Reproduce word for word everything in the text on Jewish mourning and kaddish, from "Our language sometimes" down to "we describe death.".

===== Text section =====

Many of the Jewish mourning practices Lauren Winner describes in Mudhouse Sabbath do have that dual character. A lot of them relate activity following a death to life in the religious community of the synagogue. The people who attended the funeral come to sit shiva with the bereaved. The thirty-day period after shiva is marked off by different behavior during the next four Sabbaths, as the mourners gradually rejoin the religious community.
But even then, the mourning isn't done, as most of us who've lost someone know. According to the ritual, the loss of family members, especially parents, is marked by the twice-daily saying of the kaddish prayer for a year. And kaddish can't be said just by yourself; you have to say it with at least 10 other adults present -- which much of the time means paying a visit to the synagogue.
Even more interesting is that kaddish doesn't have any reference to mourning or any place to insert the name of the dead person and doesn't ever mention death! It's a prayer of praise to God, as if the mourner is to remember not only the sadness of their loss but also the greatness of God. Even though they probably don't feel like praising God, they do so twice a day. Winner says that any and all other responses to God are tolerated -- laments, raging, questioning -- but the prayer of praise is the only obligation that the mourner has in the eleven months leading up to the anniversary of the death. Kaddish is then said on the anniversary of the death.
Our language sometimes reflects the same kind of one-sidedness that we see in the mourners outside Lazarus' grave. We say someone "lost their battle" with cancer or some other disease or condition if they die from it, implying that in order to win the battle, they would have needed to recover. In reality, even if we win this battle, we will eventually lose one of them. Life is a fatal condition for us all; every last one of us will eventually pass away from something even if it's just good old age.
But we as Christian people hold similar ideas to our Jewish friends -- there will come a resurrection in which all life is restored and celebrated in God's presence. What we see as lost battles or endings will prove to be, at most, a pause in life as we move into a life we proclaim even if we can't fully imagine it. The language of lost battles and endings is not for us as we describe death.

===== Dataset extract =====

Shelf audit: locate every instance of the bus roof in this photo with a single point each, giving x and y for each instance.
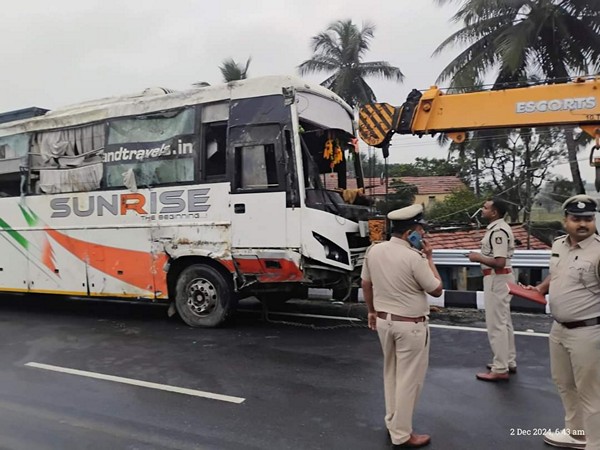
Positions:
(160, 99)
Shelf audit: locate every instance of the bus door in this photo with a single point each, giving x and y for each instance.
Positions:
(257, 171)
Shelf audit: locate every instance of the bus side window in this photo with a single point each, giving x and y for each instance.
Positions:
(215, 147)
(256, 167)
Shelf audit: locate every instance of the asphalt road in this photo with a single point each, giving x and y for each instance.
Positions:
(301, 385)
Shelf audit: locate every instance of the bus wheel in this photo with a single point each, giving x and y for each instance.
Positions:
(203, 296)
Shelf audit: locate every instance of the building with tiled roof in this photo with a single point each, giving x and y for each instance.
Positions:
(471, 239)
(429, 189)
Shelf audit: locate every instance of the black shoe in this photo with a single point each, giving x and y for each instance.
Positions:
(510, 369)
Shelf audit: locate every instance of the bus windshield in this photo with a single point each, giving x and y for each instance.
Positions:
(332, 170)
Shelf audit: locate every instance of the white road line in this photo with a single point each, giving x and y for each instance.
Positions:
(315, 316)
(162, 387)
(484, 330)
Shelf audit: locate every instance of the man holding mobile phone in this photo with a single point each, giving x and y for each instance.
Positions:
(497, 248)
(396, 277)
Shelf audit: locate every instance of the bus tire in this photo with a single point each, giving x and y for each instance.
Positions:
(203, 296)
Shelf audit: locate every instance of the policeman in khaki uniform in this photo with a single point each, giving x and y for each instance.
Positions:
(574, 288)
(396, 276)
(497, 248)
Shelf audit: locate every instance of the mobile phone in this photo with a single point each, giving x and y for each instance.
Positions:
(416, 240)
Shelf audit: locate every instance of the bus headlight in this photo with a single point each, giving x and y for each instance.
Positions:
(332, 250)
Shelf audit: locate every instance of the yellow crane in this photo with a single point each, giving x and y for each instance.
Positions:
(573, 103)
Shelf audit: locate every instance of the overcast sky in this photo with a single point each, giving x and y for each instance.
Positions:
(67, 51)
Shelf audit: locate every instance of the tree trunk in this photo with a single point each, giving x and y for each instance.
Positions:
(573, 163)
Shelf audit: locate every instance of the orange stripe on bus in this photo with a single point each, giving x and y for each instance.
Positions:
(140, 269)
(287, 270)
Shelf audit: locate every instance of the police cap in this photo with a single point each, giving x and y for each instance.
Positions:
(580, 205)
(409, 215)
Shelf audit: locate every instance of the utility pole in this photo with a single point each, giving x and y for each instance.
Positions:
(528, 192)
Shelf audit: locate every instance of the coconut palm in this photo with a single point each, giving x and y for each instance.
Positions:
(233, 71)
(518, 39)
(340, 49)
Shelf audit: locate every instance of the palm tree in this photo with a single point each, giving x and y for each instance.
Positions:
(340, 49)
(521, 39)
(233, 71)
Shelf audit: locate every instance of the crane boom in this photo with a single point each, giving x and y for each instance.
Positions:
(433, 111)
(573, 103)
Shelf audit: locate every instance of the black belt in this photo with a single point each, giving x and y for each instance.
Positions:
(581, 323)
(394, 317)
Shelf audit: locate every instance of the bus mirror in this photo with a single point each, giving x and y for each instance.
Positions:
(289, 95)
(129, 180)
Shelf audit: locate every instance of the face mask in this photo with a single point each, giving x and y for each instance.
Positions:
(415, 240)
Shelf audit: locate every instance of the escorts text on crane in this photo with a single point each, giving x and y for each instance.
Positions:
(573, 103)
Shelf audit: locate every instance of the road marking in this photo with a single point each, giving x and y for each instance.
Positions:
(162, 387)
(484, 330)
(314, 316)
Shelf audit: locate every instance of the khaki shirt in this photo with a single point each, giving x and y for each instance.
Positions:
(401, 276)
(498, 242)
(574, 279)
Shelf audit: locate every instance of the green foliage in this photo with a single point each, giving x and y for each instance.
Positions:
(340, 49)
(521, 41)
(456, 208)
(425, 167)
(233, 71)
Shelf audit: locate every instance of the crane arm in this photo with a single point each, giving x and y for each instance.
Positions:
(573, 103)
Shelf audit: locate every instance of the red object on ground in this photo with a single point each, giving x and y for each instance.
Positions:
(527, 294)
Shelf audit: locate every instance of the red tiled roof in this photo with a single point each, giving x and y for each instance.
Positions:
(425, 185)
(435, 185)
(471, 239)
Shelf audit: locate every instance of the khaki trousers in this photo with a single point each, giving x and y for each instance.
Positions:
(405, 348)
(575, 366)
(499, 321)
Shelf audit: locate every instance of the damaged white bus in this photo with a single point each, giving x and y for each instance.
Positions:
(199, 198)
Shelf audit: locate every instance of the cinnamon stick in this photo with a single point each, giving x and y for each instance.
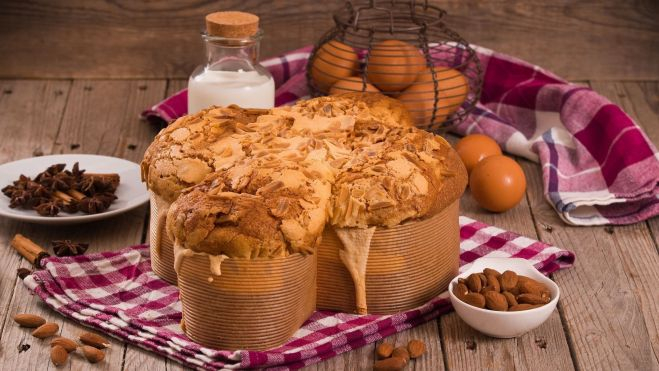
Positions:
(29, 250)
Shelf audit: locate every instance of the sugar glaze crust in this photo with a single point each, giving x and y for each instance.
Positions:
(352, 160)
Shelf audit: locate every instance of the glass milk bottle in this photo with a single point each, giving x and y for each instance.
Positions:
(232, 74)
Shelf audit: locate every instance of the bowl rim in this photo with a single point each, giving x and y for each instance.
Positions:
(552, 303)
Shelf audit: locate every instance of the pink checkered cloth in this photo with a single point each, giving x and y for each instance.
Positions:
(117, 293)
(598, 166)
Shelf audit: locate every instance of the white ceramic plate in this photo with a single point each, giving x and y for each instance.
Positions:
(131, 192)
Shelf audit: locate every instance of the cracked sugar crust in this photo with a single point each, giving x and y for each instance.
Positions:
(231, 224)
(192, 147)
(344, 160)
(407, 175)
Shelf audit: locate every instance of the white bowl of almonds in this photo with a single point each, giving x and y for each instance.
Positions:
(503, 297)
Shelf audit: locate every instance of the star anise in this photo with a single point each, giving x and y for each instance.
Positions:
(19, 198)
(91, 185)
(76, 172)
(55, 169)
(62, 182)
(50, 208)
(71, 207)
(35, 201)
(92, 205)
(38, 190)
(22, 181)
(9, 190)
(68, 248)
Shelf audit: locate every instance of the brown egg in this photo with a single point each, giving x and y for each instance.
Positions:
(393, 65)
(475, 147)
(349, 84)
(497, 183)
(420, 98)
(333, 61)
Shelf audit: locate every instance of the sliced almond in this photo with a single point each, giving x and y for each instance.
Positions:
(29, 320)
(46, 330)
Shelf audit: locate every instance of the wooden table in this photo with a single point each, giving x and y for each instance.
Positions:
(77, 74)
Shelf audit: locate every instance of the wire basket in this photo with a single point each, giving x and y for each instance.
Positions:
(404, 50)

=====

# Answer space
Our language sometimes reflects the same kind of one-sidedness that we see in the mourners outside Lazarus' grave. We say someone "lost their battle" with cancer or some other disease or condition if they die from it, implying that in order to win the battle, they would have needed to recover. In reality, even if we win this battle, we will eventually lose one of them. Life is a fatal condition for us all; every last one of us will eventually pass away from something even if it's just good old age.
But we as Christian people hold similar ideas to our Jewish friends -- there will come a resurrection in which all life is restored and celebrated in God's presence. What we see as lost battles or endings will prove to be, at most, a pause in life as we move into a life we proclaim even if we can't fully imagine it. The language of lost battles and endings is not for us as we describe death.